Entries shown:
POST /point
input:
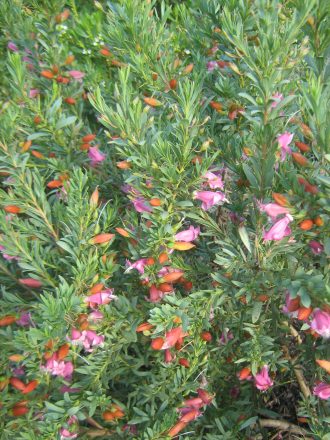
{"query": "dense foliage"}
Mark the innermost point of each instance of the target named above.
(164, 219)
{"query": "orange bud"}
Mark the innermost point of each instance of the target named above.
(300, 159)
(47, 74)
(123, 165)
(30, 386)
(184, 362)
(173, 84)
(89, 138)
(37, 154)
(306, 225)
(7, 320)
(302, 147)
(174, 431)
(165, 287)
(26, 146)
(122, 232)
(152, 102)
(63, 351)
(12, 209)
(324, 364)
(97, 288)
(172, 276)
(17, 383)
(318, 221)
(19, 410)
(304, 312)
(182, 246)
(69, 100)
(145, 326)
(105, 52)
(16, 357)
(206, 336)
(188, 69)
(155, 202)
(54, 184)
(94, 200)
(101, 238)
(163, 257)
(280, 199)
(69, 59)
(216, 106)
(157, 343)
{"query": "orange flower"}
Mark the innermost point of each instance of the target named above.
(182, 246)
(122, 232)
(280, 199)
(306, 224)
(12, 209)
(101, 238)
(324, 364)
(89, 138)
(54, 184)
(152, 102)
(145, 326)
(47, 74)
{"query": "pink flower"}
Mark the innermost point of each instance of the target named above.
(262, 380)
(322, 390)
(279, 230)
(321, 323)
(214, 181)
(138, 265)
(59, 368)
(209, 198)
(277, 98)
(316, 247)
(12, 46)
(87, 338)
(172, 337)
(33, 93)
(95, 155)
(273, 209)
(103, 297)
(211, 65)
(284, 140)
(140, 205)
(188, 234)
(76, 74)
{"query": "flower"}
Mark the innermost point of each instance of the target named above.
(188, 234)
(138, 265)
(100, 298)
(87, 338)
(12, 46)
(322, 390)
(209, 198)
(321, 323)
(76, 74)
(211, 65)
(284, 141)
(273, 209)
(59, 368)
(140, 205)
(277, 98)
(95, 155)
(279, 230)
(316, 247)
(262, 380)
(214, 181)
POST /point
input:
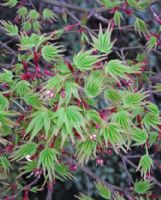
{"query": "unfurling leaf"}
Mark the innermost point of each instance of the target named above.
(51, 52)
(117, 70)
(103, 41)
(84, 60)
(93, 86)
(139, 136)
(134, 99)
(114, 96)
(24, 150)
(48, 159)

Your objective: Reproduce every line of the material above, requests included, but increase each coordinate in the marked points by 106. Leave the pictures out of your answer.

Result:
POST /point
input:
{"query": "dense foliage"}
Mark the innermost point of each instance of the target named above.
(270, 325)
{"query": "orange bud"}
Mark the innermost point of each instance of the target named above.
(406, 265)
(153, 180)
(229, 271)
(136, 492)
(290, 468)
(279, 190)
(195, 244)
(143, 260)
(412, 331)
(113, 426)
(408, 253)
(280, 537)
(271, 393)
(132, 252)
(228, 338)
(258, 208)
(169, 457)
(118, 315)
(430, 470)
(203, 394)
(278, 382)
(123, 489)
(424, 327)
(125, 516)
(410, 418)
(288, 352)
(175, 206)
(251, 432)
(211, 158)
(122, 463)
(312, 442)
(294, 175)
(261, 308)
(160, 290)
(200, 306)
(207, 344)
(269, 363)
(386, 305)
(175, 165)
(322, 212)
(263, 449)
{"query": "orange flower"}
Mark the innermost point of each instance of the target named above.
(288, 352)
(228, 338)
(386, 305)
(412, 330)
(118, 315)
(207, 344)
(430, 470)
(195, 244)
(160, 290)
(258, 208)
(251, 432)
(153, 180)
{"query": "pink flower"}
Mark the innermost point of each instance of the target named above.
(368, 486)
(428, 496)
(385, 336)
(427, 429)
(320, 287)
(244, 371)
(165, 474)
(315, 304)
(383, 204)
(422, 353)
(118, 152)
(193, 444)
(278, 443)
(139, 199)
(201, 261)
(379, 315)
(209, 403)
(317, 171)
(390, 246)
(246, 311)
(294, 340)
(182, 180)
{"query": "flower"}
Mark the innermost point of each instance of the target named above.
(294, 340)
(244, 371)
(206, 404)
(193, 444)
(118, 152)
(428, 496)
(315, 304)
(427, 429)
(182, 180)
(317, 171)
(390, 247)
(379, 315)
(165, 474)
(246, 311)
(383, 204)
(201, 261)
(385, 336)
(422, 353)
(368, 486)
(320, 287)
POST /point
input:
{"query": "unfurling leaf"}
Mark the innermost point of each instance of the target named above.
(157, 158)
(223, 176)
(209, 147)
(190, 166)
(199, 192)
(245, 242)
(240, 205)
(220, 202)
(130, 256)
(154, 265)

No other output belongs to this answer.